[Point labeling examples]
- - - -

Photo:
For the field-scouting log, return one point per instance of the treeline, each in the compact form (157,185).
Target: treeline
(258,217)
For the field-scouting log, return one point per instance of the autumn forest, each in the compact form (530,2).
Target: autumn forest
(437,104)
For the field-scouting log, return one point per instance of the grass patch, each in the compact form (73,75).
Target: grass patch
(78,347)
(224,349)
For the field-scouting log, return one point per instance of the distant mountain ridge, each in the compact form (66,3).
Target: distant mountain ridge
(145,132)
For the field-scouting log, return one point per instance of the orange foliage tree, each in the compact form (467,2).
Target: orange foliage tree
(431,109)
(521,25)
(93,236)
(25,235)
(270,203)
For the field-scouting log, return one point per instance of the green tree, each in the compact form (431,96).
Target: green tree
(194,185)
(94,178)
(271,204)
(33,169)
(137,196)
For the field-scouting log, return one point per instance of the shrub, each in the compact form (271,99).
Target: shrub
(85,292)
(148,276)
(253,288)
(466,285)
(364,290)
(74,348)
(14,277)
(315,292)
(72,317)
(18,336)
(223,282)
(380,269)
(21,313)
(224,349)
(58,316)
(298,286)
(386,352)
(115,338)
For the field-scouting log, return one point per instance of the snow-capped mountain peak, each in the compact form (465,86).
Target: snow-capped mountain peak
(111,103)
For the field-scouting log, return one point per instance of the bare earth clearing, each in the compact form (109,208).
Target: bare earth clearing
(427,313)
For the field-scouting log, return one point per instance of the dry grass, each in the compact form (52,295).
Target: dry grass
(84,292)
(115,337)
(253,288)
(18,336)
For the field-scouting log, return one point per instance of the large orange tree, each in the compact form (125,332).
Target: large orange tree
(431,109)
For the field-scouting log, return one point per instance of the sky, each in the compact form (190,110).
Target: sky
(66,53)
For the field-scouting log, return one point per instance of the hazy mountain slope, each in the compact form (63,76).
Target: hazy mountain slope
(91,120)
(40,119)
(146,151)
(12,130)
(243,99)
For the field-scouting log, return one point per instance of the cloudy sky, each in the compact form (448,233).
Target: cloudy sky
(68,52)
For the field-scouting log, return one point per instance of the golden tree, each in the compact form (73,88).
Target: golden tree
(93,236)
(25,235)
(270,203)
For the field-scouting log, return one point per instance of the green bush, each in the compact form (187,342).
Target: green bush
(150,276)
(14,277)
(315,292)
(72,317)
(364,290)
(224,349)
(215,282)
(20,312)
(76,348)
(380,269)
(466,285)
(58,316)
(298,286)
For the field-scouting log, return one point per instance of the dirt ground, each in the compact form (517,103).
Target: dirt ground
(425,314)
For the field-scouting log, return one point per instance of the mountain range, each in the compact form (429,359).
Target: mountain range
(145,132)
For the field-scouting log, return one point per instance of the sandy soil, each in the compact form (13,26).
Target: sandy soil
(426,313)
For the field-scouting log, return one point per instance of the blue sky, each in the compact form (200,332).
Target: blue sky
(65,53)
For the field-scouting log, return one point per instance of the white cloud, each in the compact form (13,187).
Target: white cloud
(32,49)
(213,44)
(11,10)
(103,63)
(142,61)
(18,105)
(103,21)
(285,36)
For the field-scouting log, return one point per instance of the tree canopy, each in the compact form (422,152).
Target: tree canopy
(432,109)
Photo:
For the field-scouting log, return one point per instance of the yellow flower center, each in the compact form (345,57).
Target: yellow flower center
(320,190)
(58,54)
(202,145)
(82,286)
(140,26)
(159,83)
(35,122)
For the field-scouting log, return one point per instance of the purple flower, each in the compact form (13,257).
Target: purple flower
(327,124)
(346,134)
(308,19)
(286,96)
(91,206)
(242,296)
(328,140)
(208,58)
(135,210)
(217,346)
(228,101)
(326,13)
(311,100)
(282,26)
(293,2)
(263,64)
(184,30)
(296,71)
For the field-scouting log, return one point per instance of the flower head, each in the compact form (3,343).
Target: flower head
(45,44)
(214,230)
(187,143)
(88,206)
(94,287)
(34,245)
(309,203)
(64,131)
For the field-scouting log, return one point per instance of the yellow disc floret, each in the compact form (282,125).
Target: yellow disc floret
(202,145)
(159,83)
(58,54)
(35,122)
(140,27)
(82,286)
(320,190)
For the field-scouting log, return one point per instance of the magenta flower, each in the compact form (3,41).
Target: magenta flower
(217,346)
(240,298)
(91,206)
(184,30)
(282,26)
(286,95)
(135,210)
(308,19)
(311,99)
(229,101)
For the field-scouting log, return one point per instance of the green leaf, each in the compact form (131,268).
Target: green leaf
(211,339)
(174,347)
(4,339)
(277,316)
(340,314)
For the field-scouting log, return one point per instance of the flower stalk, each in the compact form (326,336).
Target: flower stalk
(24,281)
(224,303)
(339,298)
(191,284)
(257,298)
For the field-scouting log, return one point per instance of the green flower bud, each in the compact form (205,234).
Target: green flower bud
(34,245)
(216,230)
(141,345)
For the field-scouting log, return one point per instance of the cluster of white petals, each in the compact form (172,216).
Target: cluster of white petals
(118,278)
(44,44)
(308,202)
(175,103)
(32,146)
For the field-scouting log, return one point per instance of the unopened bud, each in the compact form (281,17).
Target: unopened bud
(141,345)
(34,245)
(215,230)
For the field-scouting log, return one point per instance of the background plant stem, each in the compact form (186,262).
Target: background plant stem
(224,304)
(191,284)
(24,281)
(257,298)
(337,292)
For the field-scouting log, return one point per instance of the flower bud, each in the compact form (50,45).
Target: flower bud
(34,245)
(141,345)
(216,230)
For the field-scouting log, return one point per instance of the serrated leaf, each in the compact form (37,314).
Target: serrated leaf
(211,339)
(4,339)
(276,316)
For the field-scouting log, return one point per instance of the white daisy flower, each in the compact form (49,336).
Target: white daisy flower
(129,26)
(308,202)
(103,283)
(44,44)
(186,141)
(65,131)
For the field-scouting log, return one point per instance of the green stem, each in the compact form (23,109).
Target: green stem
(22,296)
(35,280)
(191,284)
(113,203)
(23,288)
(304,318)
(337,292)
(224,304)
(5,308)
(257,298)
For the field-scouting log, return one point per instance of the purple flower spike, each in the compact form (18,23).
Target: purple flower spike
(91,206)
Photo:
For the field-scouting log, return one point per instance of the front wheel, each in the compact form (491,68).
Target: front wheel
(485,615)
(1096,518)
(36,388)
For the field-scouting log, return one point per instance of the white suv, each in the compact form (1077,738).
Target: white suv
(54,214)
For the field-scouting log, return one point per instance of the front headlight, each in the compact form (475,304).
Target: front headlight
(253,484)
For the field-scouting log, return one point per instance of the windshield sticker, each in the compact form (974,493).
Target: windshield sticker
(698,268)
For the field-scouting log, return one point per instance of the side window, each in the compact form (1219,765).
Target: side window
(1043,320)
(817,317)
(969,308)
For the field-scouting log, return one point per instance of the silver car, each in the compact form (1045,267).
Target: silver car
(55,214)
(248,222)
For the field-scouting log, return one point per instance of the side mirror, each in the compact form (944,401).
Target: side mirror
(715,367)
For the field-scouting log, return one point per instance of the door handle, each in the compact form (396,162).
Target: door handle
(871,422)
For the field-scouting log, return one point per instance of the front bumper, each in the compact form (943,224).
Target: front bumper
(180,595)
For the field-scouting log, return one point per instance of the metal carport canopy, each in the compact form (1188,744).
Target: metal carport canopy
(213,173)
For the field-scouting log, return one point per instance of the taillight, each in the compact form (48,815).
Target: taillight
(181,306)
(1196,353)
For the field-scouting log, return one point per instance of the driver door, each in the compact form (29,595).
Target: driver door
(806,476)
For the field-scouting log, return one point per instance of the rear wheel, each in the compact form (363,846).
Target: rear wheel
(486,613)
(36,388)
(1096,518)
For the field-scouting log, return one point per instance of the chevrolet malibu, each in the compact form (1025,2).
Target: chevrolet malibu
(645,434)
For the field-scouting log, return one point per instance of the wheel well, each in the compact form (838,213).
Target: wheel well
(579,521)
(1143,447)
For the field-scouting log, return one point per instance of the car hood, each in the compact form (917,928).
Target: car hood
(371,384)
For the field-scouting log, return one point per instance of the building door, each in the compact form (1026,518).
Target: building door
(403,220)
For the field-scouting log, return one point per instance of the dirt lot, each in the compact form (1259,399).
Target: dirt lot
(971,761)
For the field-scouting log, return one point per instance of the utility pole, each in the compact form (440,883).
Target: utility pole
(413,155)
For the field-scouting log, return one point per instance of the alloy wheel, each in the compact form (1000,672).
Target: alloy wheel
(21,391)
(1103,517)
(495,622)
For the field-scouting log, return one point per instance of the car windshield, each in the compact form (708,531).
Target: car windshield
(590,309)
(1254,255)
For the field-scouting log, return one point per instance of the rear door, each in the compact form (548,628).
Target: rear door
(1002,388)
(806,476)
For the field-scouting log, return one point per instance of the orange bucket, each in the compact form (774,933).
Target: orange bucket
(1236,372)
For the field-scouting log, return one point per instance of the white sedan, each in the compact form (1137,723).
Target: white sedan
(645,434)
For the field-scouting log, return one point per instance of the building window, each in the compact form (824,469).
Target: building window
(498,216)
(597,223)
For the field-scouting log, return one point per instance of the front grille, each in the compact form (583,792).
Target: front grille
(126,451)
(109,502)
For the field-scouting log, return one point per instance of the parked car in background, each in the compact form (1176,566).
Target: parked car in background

- - - -

Problem description: Extract every line from the one containing "compact form (708,531)." to the end of the entries, including both of those lines, exactly as given and with nothing added.

Result of this task:
For the field-scouting log, return one point per instance of the car windshield, each in the compact form (708,531).
Target: car windshield
(590,309)
(1254,255)
For the field-scouting log, return one point per instance of the rear door, each in the compact form (548,628).
Target: rear door
(1002,388)
(806,476)
For the field-scouting log, return one point per instance of the orange bucket, each in the compact form (774,933).
Target: orange bucket
(1236,372)
For the field-scouting log, return one point per instance of the white sedan, each in the compact form (1137,723).
Target: white sedan
(645,434)
For the field-scouting log, return one point per instance of the building window, each in the compact form (824,469).
Target: building window
(498,216)
(597,223)
For the field-scouting log, return one point per instance of the front grille, each in the compact form (583,792).
Target: front grille
(126,451)
(109,502)
For the field-scouting log, return one point per instance of the parked car in background, each in the compact form (1176,566).
Target: parked car in background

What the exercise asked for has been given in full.